Items from a data source

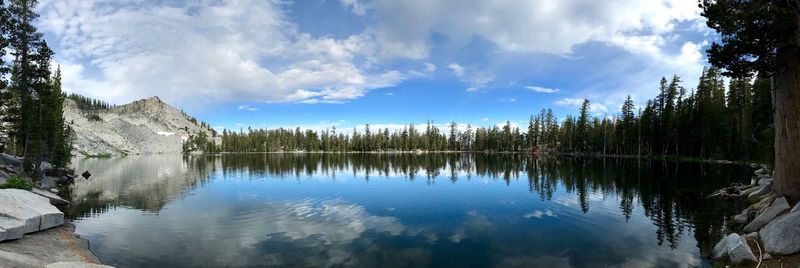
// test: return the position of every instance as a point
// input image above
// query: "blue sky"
(344, 63)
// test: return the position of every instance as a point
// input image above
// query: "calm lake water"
(385, 210)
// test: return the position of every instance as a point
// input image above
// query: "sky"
(345, 63)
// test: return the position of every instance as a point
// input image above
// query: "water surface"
(399, 210)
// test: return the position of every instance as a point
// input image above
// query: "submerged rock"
(761, 192)
(779, 206)
(735, 247)
(54, 198)
(782, 235)
(742, 217)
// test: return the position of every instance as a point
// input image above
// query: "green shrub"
(17, 182)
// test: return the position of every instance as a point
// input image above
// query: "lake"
(400, 210)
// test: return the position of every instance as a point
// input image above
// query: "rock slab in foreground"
(778, 206)
(51, 216)
(782, 235)
(735, 247)
(12, 209)
(25, 212)
(75, 265)
(37, 250)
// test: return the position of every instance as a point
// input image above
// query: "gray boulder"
(51, 216)
(778, 206)
(750, 190)
(721, 249)
(10, 160)
(11, 228)
(76, 265)
(782, 235)
(54, 198)
(735, 247)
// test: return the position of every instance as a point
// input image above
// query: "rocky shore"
(770, 225)
(33, 231)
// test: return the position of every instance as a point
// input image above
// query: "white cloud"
(476, 80)
(569, 102)
(542, 89)
(226, 51)
(246, 108)
(595, 108)
(546, 26)
(538, 214)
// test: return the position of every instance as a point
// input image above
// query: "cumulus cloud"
(251, 50)
(228, 50)
(542, 89)
(596, 108)
(545, 26)
(475, 79)
(246, 108)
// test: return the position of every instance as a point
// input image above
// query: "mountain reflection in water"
(419, 210)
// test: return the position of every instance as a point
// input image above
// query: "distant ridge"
(146, 126)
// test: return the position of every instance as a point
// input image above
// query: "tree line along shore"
(713, 121)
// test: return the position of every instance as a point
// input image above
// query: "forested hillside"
(712, 121)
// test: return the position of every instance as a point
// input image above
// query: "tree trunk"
(787, 122)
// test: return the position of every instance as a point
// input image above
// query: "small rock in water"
(735, 247)
(742, 217)
(780, 205)
(752, 235)
(782, 234)
(796, 208)
(721, 249)
(760, 192)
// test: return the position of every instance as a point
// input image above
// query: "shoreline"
(55, 245)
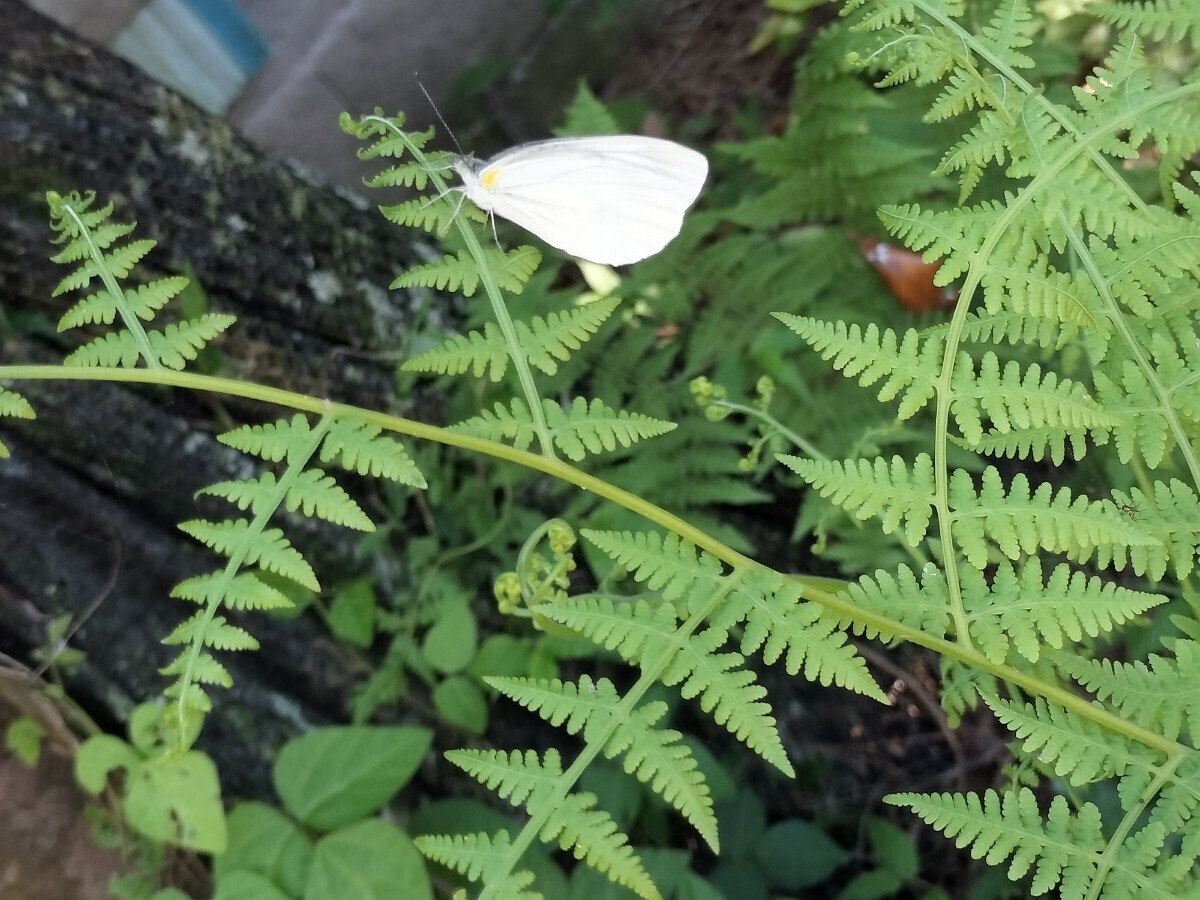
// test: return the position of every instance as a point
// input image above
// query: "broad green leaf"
(461, 702)
(451, 641)
(353, 613)
(24, 738)
(369, 861)
(265, 841)
(333, 777)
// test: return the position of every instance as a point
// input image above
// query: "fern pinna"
(1075, 334)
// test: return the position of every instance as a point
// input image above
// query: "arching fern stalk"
(694, 634)
(1066, 257)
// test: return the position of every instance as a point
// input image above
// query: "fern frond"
(1065, 846)
(1015, 399)
(144, 301)
(363, 448)
(803, 634)
(267, 549)
(460, 273)
(1020, 521)
(1027, 611)
(582, 429)
(432, 215)
(1155, 19)
(215, 633)
(910, 366)
(546, 343)
(311, 491)
(271, 441)
(573, 820)
(655, 756)
(173, 347)
(664, 563)
(1173, 517)
(901, 598)
(649, 636)
(244, 591)
(1163, 696)
(205, 670)
(1080, 750)
(480, 857)
(871, 487)
(13, 406)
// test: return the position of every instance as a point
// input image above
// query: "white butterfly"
(612, 199)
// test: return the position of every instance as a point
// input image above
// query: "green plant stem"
(127, 316)
(499, 309)
(762, 415)
(820, 591)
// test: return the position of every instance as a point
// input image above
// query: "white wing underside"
(609, 199)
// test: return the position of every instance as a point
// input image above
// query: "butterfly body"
(611, 199)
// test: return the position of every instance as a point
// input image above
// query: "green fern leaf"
(546, 342)
(923, 605)
(144, 301)
(665, 564)
(870, 487)
(217, 634)
(433, 215)
(271, 441)
(1081, 750)
(648, 636)
(117, 348)
(179, 343)
(245, 591)
(1020, 521)
(311, 491)
(910, 366)
(1066, 847)
(585, 427)
(460, 273)
(13, 406)
(205, 671)
(1163, 696)
(591, 834)
(477, 353)
(1156, 19)
(802, 633)
(363, 448)
(480, 857)
(1173, 517)
(1030, 611)
(268, 549)
(1018, 400)
(595, 427)
(593, 837)
(657, 756)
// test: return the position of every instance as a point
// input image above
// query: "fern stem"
(1051, 169)
(499, 309)
(1053, 109)
(131, 321)
(815, 589)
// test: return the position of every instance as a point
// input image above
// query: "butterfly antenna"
(437, 112)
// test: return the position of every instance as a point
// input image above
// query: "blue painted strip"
(232, 29)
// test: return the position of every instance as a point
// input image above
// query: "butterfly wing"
(609, 199)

- AIM:
Repeat the records in full, exactly as they appear, without the pictures.

- TASK RESPONSE:
// test: return the position of every instance as a point
// input image above
// query: "blue sky"
(344, 63)
// test: return the position of every instance as a point
// input image above
// query: "calm lake water"
(385, 210)
// test: return the position of every instance as a point
// input image above
// query: "sky"
(345, 63)
// test: return the position of every instance as a point
// input image above
// query: "water surface"
(399, 210)
// test: return the position of every instance as a point
// input image above
// query: "submerged rock"
(761, 192)
(779, 206)
(735, 247)
(54, 198)
(782, 235)
(742, 217)
// test: return the position of every instance as a point
// input image above
// query: "green shrub"
(17, 182)
// test: return the position of every instance as a point
// input image above
// query: "lake"
(400, 210)
// test: return the position of every instance as a point
// input image above
// query: "rock slab in foreground"
(778, 206)
(51, 216)
(782, 235)
(735, 247)
(12, 209)
(25, 212)
(75, 265)
(37, 250)
// test: return the position of every instance as a point
// input image above
// query: "gray boulder"
(51, 216)
(778, 206)
(750, 190)
(721, 249)
(10, 160)
(11, 228)
(76, 265)
(782, 235)
(54, 198)
(735, 247)
// test: return the position of every instance as a point
// input image above
// query: "rocky shore"
(770, 225)
(33, 231)
// test: return the position of every instance as a point
// input image above
// query: "white cloud"
(476, 80)
(569, 102)
(542, 89)
(226, 51)
(246, 108)
(595, 108)
(546, 26)
(538, 214)
// test: return the position of every instance as a point
// input image above
// query: "cumulus cloud"
(251, 50)
(228, 50)
(542, 89)
(596, 108)
(545, 26)
(475, 79)
(246, 108)
// test: return the position of every instance as a point
// input image above
// query: "mountain reflection in water"
(419, 210)
// test: return the position of every instance as a point
// input image above
// query: "distant ridge"
(146, 126)
// test: return the position of every instance as a point
// input image above
// query: "tree line along shore"
(713, 121)
// test: return the position of every instance as a point
// input image above
// query: "forested hillside"
(712, 121)
// test: return the position of every instance as a point
// input image above
// query: "tree trunk"
(787, 122)
// test: return the position of every instance as a point
// input image above
// query: "small rock in water"
(735, 247)
(742, 217)
(780, 205)
(752, 235)
(782, 234)
(796, 208)
(721, 249)
(760, 192)
// test: return the position of every instance as a point
// input image above
// query: "shoreline"
(55, 245)
// test: return the position of every instance as a point
// input image above
// query: "broad green leaf"
(461, 702)
(451, 641)
(353, 613)
(24, 738)
(369, 861)
(265, 841)
(333, 777)
// test: return the position of every instance as a point
// input image above
// query: "fern pinna"
(1075, 334)
// test: return the position of every instance as a point
// input image above
// query: "arching fern stalk"
(694, 634)
(1066, 257)
// test: return the position of every instance as a point
// input image above
// query: "fern frond"
(1065, 846)
(1015, 399)
(144, 301)
(363, 448)
(803, 634)
(267, 549)
(460, 273)
(1020, 521)
(1027, 611)
(582, 429)
(432, 215)
(1155, 19)
(215, 633)
(910, 366)
(546, 343)
(311, 491)
(271, 441)
(573, 820)
(655, 756)
(173, 347)
(664, 563)
(1173, 517)
(901, 598)
(649, 636)
(244, 591)
(1163, 696)
(205, 670)
(1080, 750)
(480, 857)
(871, 487)
(13, 406)
// test: return the position of every instance as a point
// input image above
// query: "white butterfly"
(612, 199)
// test: return the position of every instance as a point
// input image above
// query: "green plant stem"
(127, 316)
(499, 309)
(762, 415)
(820, 591)
// test: return the position of every instance as a point
// input image above
// query: "white wing underside"
(609, 199)
// test: return the position of every instance as a point
// input image above
// query: "butterfly body"
(611, 199)
// test: return the position of every instance as a point
// input image above
// query: "green fern leaf"
(546, 342)
(923, 605)
(144, 301)
(665, 564)
(870, 487)
(217, 634)
(433, 215)
(271, 441)
(1081, 750)
(648, 636)
(117, 348)
(179, 343)
(245, 591)
(1020, 521)
(311, 491)
(910, 366)
(1066, 847)
(585, 427)
(460, 273)
(13, 406)
(205, 671)
(1163, 696)
(591, 834)
(477, 353)
(1156, 19)
(802, 633)
(363, 448)
(480, 857)
(1173, 517)
(1030, 611)
(268, 549)
(1018, 400)
(595, 427)
(593, 837)
(657, 756)
// test: return the position of every instance as a point
// input image above
// query: "fern stem"
(1051, 169)
(499, 309)
(1053, 109)
(131, 321)
(815, 589)
// test: return the position of every instance as a point
// input image above
// query: "butterfly antenna"
(437, 112)
// test: return the position of every instance as a point
// input image above
// query: "blue painted strip"
(232, 29)
// test: return the position of every instance as a point
// input image above
// query: "butterfly wing"
(609, 199)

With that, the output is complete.